(Natural-language object grounding data)
..............................

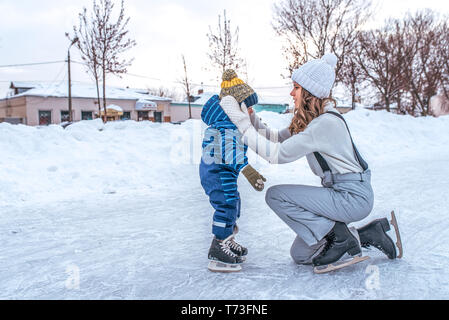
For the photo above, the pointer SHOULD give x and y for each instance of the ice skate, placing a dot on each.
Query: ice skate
(221, 257)
(237, 248)
(375, 235)
(340, 241)
(394, 223)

..............................

Every entry is to be transcribed exactly, but the pictures are to be left out.

For the photo above, the pointer SHOULD give x and y for each instance of the ice skate, placing a dot on each.
Query: ice skate
(221, 257)
(237, 248)
(375, 235)
(340, 241)
(394, 223)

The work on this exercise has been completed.